PROBLEM TO SOLVE
All entries must be transcribed without a single difference.

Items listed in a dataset

=== Section Start ===

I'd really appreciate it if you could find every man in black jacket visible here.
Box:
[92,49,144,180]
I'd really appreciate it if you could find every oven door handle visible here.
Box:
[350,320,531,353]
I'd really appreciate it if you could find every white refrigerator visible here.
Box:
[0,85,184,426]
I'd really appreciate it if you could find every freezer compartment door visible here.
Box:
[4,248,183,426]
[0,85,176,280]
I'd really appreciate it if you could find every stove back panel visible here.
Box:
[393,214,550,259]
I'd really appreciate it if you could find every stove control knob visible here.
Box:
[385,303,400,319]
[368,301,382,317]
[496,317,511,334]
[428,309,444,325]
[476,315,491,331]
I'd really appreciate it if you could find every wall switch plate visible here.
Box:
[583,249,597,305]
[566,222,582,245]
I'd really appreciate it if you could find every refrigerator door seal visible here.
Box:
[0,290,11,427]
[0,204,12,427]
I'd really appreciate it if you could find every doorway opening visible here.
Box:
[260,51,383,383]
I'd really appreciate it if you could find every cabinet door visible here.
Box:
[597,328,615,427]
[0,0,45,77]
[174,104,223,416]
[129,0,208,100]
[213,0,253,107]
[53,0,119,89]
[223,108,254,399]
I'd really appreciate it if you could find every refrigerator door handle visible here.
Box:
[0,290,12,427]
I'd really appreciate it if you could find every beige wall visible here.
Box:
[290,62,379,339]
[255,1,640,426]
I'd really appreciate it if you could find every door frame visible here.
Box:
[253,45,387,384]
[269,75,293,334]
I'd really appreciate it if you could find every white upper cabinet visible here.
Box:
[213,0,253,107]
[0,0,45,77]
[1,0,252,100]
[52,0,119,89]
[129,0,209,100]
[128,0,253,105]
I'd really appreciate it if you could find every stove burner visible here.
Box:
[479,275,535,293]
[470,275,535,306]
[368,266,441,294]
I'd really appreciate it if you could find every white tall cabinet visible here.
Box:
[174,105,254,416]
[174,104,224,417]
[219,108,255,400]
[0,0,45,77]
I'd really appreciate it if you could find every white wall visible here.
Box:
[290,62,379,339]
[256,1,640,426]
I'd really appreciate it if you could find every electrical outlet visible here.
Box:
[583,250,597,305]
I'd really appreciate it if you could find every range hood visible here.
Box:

=== Section End ===

COMPLETED EXERCISE
I'd really appreciate it if you could find every man in black jacket visible here.
Box:
[92,49,144,180]
I'd really appreciate it if you could find every oven door handle visible here.
Box:
[350,320,531,353]
I'd really appreciate it if you could find every white refrigerator visible here.
Box:
[0,85,184,426]
I'd really appreciate it if you could find every freezer compartment door visible here.
Box:
[4,248,183,426]
[0,85,176,280]
I'd really appreciate it if you could find every stove back panel visible here.
Box:
[393,214,550,259]
I'd really appreciate it if you could find every stove control knob visible here.
Box:
[385,303,400,319]
[368,301,382,317]
[496,317,511,334]
[428,309,444,325]
[476,315,491,331]
I'd really appreciate it if you could find every wall switch plate visible here.
Box:
[583,249,597,305]
[566,222,582,245]
I'd really appreciate it if you could find every refrigerator door seal visible here.
Box:
[0,290,11,427]
[0,204,12,427]
I'd really appreciate it if you could find every doorway opening visible here.
Box:
[260,51,383,383]
I'd really appreciate it if you could find every cabinet door visible here.
Box:
[597,328,615,427]
[0,0,45,77]
[174,104,223,416]
[129,0,208,100]
[213,0,253,107]
[53,0,119,89]
[223,108,254,399]
I'd really appreciate it if you could find every refrigerator door handle visible here.
Box:
[0,290,12,427]
I'd really appreciate it if you could find every beige wall visible here.
Box:
[290,62,379,339]
[255,1,640,426]
I'd really appreciate it if you could find every door frame visible here.
Box:
[253,45,387,384]
[269,75,293,334]
I'd really appreciate it if you could find every white upper cabinet visible here.
Box:
[213,0,253,107]
[0,0,45,77]
[1,0,252,100]
[52,0,119,89]
[129,0,209,100]
[128,0,253,105]
I'd really appreciate it if you could find every stove burner visible here.
Box:
[479,275,535,293]
[470,275,535,306]
[368,266,441,294]
I'd really appreciate it if you could find every white tall cabinet visible here.
Box:
[174,105,254,416]
[174,104,224,417]
[219,108,255,400]
[0,0,45,77]
I'd really appreciate it if you could find every white wall visible here.
Box:
[290,62,379,339]
[256,1,640,426]
I'd really appreciate it if you could find every electrical outlet visible here.
Box:
[583,250,597,305]
I'd really appreciate it if you could find every range hood visible here.
Box:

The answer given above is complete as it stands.